> _Extrait choisi_
=====

Les patrons sortent de leur boîte

Sophie Darmaillacq et Nicole Penicaut / Libération – 4/5 mai 1991

En 1978, le PDG de L’Oréal n’avait pas supporté son image. Patrons/Télévision, un film de Gérard Mordillat et Nicolas Philibert qui traquait le discours patronal dans une série d’entretiens, avait été purement et simplement censuré. Il est diffusé treize ans plus tard, alors qu’argent et profit ont cessé d’être honteux.

Quand il s’est vu en 1978 dans Patrons/Télévision, François Dalle s’est étranglé de colère. Foi de patron de l’Oréal, cette émission « ridicule » ne pouvait pas passer à la télévision. Sidéré par la projection d’une série de trois émissions où il figurait en personne, tout comme une douzaine des têtes «éclairées » des grandes entreprises françaises. Ce cher Brana de Thomson, Barba de Richier, Fouchier de Paribas, Boussac, les Gomez, Lévy d’Elf Aquitaine (aujourd’hui chez Renault), ou Trigano du Club, qui, tous, avaient accepté la règle du jeu « extrêmement claire depuis le départ » du film de Gérard Mordillat et Nicolas Philibert : une quarantaine d’heures d’entretien réalisés avec ces grands dirigeants choisis dans des secteurs d’activités aussi différents que le textile, l’informatique ou l’électronique, pour « dégager l’unité du discours patronal ».

Quelques mois plus tôt, ni le long métrage, La voix de son maître, sorti en salle, ni la série radio,  Tous derrière et lui devant, diffusée sur France Culture, n’avaient éveillé la moindre protestation de la part d’aucun des participants. Mais cette série télé donnait brusquement « une image caricaturale des patrons ».

Qu’à cela ne tienne. Un simple coup de fil ministériel à Maurice Ulrich, président de la deuxième chaîne, et hop, on apprit par un tout aussi simple communiqué que la série, coproduite par l’INA, était déprogrammée sine die. La presse hurla à la censure, on échangea un volumineux courrier entre présidences de l’ORTF et cabinets ministériels, mais pas d’explications, pas de procédure, et jamais de diffusion. Edifiant.

=====

Relevés d'étiquetage de lieux:

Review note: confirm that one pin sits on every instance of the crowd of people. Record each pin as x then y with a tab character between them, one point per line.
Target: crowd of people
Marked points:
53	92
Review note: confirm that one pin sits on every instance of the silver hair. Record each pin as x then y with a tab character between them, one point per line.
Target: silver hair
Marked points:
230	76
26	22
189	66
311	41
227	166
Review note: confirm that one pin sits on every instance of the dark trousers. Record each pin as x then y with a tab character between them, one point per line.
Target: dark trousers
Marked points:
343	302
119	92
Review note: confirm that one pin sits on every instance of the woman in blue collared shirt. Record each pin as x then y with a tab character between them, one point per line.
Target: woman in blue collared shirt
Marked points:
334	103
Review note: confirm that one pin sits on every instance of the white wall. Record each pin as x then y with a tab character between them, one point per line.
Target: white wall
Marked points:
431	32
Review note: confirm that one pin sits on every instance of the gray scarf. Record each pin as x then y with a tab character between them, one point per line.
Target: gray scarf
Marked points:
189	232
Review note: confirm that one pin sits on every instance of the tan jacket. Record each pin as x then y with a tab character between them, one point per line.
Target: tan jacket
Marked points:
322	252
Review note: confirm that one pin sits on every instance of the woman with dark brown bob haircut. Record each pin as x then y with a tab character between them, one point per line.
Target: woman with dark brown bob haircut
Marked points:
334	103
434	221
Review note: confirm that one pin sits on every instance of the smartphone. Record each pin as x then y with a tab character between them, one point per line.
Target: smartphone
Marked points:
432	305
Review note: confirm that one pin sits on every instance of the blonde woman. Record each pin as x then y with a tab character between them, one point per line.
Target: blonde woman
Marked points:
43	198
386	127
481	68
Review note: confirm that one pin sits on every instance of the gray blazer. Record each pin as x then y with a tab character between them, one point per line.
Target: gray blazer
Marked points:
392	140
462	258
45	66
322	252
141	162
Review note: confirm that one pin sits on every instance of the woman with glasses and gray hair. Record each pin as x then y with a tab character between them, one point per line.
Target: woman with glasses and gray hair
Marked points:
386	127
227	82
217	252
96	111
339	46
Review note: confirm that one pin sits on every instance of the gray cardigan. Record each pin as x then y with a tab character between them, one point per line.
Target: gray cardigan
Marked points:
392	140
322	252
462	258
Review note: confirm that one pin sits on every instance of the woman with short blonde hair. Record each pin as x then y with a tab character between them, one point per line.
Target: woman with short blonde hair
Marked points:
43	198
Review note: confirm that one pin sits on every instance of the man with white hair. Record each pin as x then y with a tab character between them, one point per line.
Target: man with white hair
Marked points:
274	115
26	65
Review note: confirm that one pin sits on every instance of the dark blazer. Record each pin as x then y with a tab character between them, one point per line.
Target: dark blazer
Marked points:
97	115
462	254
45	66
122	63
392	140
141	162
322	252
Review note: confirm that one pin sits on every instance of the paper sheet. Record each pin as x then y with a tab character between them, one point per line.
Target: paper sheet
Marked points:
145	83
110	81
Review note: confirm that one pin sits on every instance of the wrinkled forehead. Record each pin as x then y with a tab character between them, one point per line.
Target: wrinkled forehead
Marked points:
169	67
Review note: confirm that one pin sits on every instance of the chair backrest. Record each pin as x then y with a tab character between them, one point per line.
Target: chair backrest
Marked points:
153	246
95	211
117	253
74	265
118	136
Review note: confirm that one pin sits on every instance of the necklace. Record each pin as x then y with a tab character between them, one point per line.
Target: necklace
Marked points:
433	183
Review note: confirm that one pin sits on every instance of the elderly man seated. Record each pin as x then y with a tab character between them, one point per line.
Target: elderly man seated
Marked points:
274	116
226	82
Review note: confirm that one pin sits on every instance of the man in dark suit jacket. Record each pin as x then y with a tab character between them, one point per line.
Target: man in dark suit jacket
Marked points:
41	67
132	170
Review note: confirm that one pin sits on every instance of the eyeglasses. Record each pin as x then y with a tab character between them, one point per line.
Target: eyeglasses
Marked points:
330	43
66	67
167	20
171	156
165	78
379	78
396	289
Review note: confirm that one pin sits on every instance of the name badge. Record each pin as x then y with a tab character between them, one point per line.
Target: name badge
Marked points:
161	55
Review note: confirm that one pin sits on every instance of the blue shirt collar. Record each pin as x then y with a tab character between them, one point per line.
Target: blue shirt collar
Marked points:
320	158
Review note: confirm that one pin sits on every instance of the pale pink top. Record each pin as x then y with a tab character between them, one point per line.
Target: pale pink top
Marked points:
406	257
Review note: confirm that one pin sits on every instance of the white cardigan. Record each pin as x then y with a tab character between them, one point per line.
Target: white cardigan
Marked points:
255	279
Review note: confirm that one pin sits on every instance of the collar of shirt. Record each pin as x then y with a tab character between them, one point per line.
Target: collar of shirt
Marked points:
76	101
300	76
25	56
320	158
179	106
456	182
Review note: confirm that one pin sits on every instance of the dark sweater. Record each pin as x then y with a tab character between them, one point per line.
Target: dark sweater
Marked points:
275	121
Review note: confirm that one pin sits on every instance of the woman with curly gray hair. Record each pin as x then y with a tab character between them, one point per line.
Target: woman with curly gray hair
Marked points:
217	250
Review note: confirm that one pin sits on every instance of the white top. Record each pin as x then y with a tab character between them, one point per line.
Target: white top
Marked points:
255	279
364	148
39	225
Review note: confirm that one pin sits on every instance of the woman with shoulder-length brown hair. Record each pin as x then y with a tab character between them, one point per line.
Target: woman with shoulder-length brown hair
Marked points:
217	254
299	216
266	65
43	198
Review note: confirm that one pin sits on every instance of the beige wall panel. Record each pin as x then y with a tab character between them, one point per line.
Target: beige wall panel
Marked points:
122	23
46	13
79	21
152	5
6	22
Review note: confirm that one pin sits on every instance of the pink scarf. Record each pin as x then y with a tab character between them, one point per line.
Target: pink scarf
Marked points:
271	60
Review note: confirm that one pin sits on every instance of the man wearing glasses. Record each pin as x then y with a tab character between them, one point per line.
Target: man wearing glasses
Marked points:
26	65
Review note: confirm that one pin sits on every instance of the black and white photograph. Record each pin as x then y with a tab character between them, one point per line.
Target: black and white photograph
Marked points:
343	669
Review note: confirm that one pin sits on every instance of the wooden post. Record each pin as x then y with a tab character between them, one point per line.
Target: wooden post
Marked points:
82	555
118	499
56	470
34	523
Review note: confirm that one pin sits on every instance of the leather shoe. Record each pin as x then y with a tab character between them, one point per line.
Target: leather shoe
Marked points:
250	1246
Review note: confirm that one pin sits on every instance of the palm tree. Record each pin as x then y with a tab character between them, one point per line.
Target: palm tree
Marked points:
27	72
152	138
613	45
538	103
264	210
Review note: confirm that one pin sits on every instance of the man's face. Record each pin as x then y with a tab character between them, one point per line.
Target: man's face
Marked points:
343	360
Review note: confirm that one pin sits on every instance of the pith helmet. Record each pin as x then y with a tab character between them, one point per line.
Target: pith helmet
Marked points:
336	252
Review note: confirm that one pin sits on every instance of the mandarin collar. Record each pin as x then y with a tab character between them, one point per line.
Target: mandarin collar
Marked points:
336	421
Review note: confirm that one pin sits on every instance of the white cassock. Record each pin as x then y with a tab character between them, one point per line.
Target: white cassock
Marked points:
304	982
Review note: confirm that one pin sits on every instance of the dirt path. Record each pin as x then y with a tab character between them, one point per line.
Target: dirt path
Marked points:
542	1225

=====

> _Exercice_
Répondez aux questions suivantes à partir de l'extrait choisi :
1. Combien d'heures d'entretien ont été réalisées avec les grands dirigeants ?
2. Sur quelle station la série radio Tous derrière et lui devant a-t-elle été diffusée ?
3. Qui présidait la deuxième chaîne ?

> _Corrigé rédigé_
1. Une quarantaine d'heures.
2. Sur France Culture.
3. Maurice Ulrich.